TASK OBJECTIVE — All lines ahead of the one containing "Teacher note: indicate the bridge railing" are to be left out; that line and each one after it, through the end of the records below, are to be duplicated exactly.

SUPPLIED MATERIAL —

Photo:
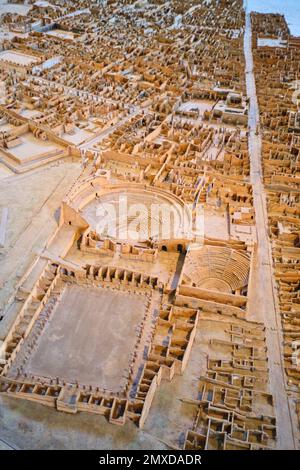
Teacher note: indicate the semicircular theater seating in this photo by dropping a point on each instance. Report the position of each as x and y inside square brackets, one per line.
[217, 268]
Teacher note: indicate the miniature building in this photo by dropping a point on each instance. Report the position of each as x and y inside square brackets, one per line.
[149, 229]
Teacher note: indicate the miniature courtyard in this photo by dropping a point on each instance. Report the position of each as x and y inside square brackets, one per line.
[149, 226]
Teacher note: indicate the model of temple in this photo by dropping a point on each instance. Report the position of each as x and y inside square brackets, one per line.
[149, 226]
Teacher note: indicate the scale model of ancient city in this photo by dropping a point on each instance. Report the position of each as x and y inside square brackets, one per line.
[149, 226]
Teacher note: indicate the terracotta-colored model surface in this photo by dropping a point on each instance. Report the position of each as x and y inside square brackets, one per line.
[149, 226]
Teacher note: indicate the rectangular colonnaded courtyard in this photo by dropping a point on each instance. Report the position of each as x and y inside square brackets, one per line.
[89, 337]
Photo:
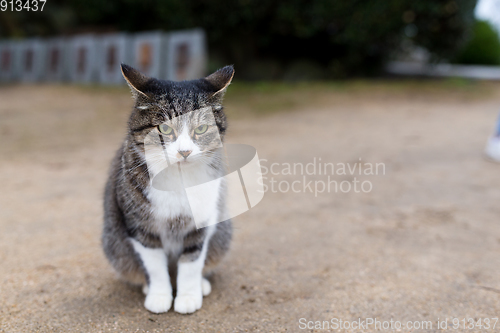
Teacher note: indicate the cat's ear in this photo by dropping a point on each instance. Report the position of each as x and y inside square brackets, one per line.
[135, 79]
[220, 80]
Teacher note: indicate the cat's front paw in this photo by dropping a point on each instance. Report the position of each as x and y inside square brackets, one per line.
[158, 303]
[188, 303]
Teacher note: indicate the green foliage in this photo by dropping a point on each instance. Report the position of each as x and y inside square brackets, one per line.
[343, 37]
[483, 48]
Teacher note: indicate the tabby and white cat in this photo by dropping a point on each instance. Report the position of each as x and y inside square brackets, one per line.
[149, 233]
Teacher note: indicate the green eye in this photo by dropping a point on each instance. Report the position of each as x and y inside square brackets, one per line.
[165, 129]
[201, 129]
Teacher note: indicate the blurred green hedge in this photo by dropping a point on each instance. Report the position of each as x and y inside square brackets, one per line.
[483, 48]
[272, 38]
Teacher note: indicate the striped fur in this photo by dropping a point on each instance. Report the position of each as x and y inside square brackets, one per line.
[136, 225]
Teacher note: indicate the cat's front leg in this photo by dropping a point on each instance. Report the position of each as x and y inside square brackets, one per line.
[191, 286]
[159, 291]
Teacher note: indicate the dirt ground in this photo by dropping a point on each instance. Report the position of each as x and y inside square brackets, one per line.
[422, 245]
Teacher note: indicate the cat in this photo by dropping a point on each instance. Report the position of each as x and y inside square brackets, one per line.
[149, 233]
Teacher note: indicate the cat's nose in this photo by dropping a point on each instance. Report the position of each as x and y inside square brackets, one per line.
[185, 153]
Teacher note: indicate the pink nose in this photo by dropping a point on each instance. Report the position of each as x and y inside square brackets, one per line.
[185, 153]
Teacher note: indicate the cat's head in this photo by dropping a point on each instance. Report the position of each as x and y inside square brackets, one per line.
[184, 119]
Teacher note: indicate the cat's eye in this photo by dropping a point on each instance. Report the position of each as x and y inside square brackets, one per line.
[165, 129]
[201, 129]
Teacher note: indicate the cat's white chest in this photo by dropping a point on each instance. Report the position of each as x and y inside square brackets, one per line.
[172, 203]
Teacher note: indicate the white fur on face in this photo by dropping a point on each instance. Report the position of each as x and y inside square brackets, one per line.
[184, 142]
[159, 292]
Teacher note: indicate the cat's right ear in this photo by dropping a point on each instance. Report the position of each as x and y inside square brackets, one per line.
[135, 80]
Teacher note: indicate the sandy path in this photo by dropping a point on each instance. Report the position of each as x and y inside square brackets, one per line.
[423, 244]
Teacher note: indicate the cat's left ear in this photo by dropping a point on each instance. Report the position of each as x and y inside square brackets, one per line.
[220, 80]
[137, 81]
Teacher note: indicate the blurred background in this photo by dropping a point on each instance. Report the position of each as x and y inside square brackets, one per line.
[290, 40]
[412, 85]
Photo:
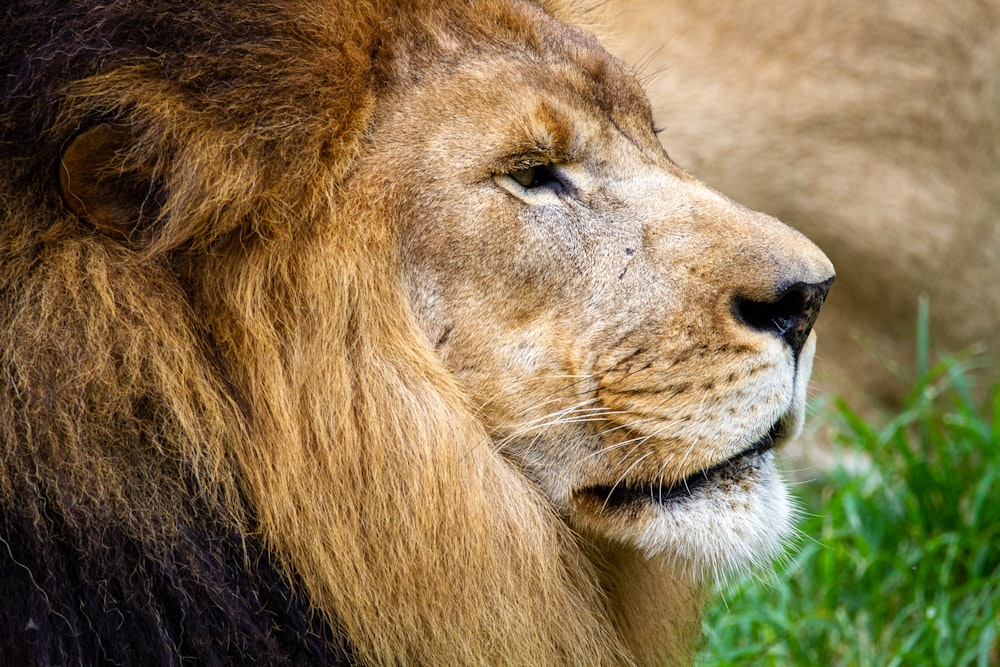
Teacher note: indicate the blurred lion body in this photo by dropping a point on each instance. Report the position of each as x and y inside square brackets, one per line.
[379, 333]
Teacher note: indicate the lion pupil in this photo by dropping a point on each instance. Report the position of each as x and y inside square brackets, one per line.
[533, 177]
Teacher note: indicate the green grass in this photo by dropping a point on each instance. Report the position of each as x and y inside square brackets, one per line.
[896, 566]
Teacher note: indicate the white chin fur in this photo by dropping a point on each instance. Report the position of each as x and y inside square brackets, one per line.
[724, 526]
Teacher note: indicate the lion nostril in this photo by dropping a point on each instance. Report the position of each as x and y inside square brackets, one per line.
[791, 316]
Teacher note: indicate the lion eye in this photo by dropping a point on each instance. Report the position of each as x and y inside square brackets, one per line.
[534, 177]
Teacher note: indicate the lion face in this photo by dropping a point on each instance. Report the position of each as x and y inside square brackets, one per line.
[634, 341]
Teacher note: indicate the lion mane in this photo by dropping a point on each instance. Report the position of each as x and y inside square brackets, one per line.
[221, 434]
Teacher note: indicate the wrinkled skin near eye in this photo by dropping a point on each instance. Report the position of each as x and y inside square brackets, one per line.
[635, 342]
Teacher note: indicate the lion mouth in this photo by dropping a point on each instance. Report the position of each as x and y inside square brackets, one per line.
[625, 494]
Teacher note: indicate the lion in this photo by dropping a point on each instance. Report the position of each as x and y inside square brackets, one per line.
[373, 333]
[872, 128]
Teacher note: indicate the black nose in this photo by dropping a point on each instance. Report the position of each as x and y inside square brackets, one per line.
[791, 315]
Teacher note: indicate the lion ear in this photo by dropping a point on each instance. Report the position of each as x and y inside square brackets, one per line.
[99, 186]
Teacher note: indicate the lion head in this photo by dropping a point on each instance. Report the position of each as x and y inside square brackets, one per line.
[399, 314]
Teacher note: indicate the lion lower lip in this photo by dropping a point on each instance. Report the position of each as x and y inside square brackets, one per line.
[624, 494]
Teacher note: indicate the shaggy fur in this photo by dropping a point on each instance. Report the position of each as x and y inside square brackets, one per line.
[167, 400]
[224, 434]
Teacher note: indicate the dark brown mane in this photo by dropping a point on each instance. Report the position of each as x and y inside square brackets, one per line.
[196, 454]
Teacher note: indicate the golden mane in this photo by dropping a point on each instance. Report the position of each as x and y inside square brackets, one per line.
[232, 402]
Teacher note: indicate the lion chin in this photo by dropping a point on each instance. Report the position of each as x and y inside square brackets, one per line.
[372, 333]
[723, 519]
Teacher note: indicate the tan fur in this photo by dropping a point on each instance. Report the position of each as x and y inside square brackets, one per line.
[400, 369]
[872, 127]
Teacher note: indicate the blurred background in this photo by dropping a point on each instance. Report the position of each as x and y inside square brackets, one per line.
[874, 128]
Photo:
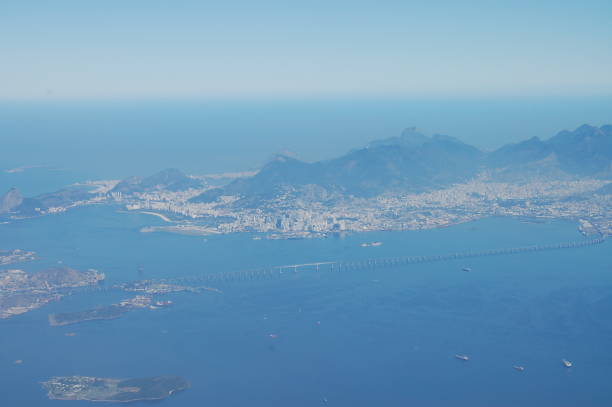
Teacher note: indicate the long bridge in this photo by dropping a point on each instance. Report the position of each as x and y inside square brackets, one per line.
[371, 264]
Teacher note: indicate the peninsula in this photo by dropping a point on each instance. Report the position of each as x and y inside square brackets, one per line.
[113, 390]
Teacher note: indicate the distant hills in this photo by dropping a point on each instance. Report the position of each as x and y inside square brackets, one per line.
[169, 179]
[10, 200]
[415, 162]
[411, 162]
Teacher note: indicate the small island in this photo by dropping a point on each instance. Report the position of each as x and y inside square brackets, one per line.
[109, 312]
[113, 390]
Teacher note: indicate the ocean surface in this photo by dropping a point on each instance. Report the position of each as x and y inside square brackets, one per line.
[386, 337]
[65, 142]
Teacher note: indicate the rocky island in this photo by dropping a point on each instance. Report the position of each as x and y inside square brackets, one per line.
[21, 292]
[113, 390]
[15, 256]
[110, 312]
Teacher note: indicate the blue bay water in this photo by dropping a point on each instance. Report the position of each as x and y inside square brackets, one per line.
[386, 337]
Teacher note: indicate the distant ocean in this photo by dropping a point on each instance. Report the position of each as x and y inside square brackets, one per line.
[369, 338]
[75, 141]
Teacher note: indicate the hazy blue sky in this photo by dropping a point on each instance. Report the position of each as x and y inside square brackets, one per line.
[243, 49]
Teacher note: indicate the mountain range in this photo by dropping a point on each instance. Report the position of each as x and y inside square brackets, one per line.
[411, 162]
[415, 162]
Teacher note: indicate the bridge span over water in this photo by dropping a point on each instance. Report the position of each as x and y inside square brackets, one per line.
[372, 263]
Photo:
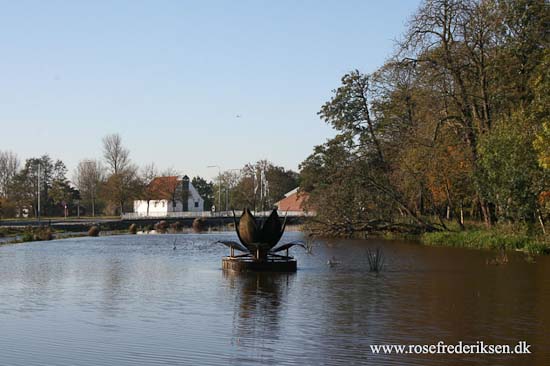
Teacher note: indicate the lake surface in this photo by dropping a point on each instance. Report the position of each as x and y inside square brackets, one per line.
[133, 300]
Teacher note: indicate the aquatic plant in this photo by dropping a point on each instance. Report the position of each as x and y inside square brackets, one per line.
[176, 226]
[375, 260]
[161, 226]
[198, 225]
[259, 240]
[93, 231]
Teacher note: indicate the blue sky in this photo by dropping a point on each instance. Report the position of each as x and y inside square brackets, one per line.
[171, 76]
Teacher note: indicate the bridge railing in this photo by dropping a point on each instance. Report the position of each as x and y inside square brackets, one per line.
[207, 214]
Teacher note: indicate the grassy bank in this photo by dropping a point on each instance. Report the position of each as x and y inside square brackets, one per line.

REPLY —
Teacher note: indicate the bridge railing in this photo by dropping a point on each instance. Report the position of each as x and y inside square brackets, one per line.
[207, 214]
Teacher note: indicate the grassy bank in this photo by dropping a point on each instance. Report the position of each as x and y inside square brackets, one per line.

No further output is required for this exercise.